* _What to work on_
Lines from the one containing "Target: stadium video board" through the last line of the data are to be returned exactly, both ends included, minus any pictures.

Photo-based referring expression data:
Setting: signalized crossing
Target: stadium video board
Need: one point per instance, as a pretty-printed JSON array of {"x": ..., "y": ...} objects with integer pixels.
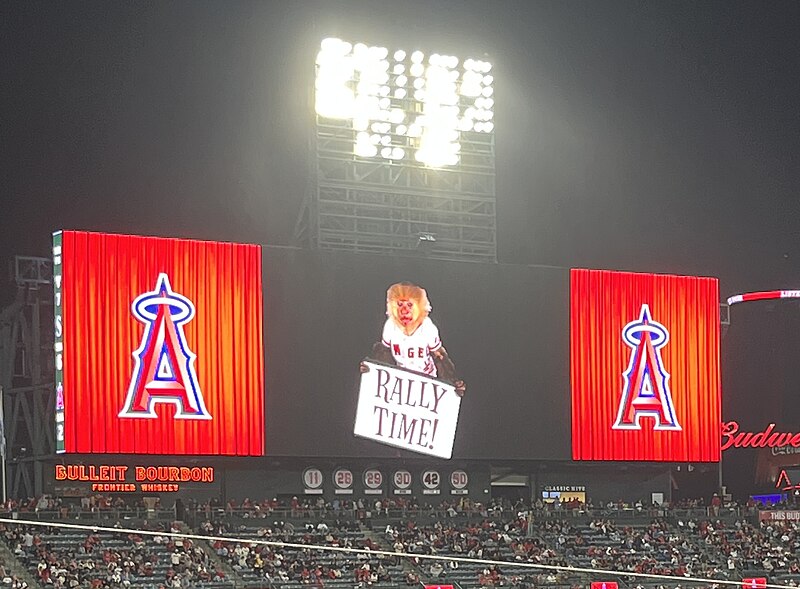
[
  {"x": 645, "y": 371},
  {"x": 159, "y": 346},
  {"x": 371, "y": 355}
]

* _Written reply_
Target: stadium video board
Need: one point per instance, as a pretty-printed JSON array of {"x": ..., "y": ...} objects with integer pixels.
[
  {"x": 645, "y": 371},
  {"x": 159, "y": 346},
  {"x": 371, "y": 355}
]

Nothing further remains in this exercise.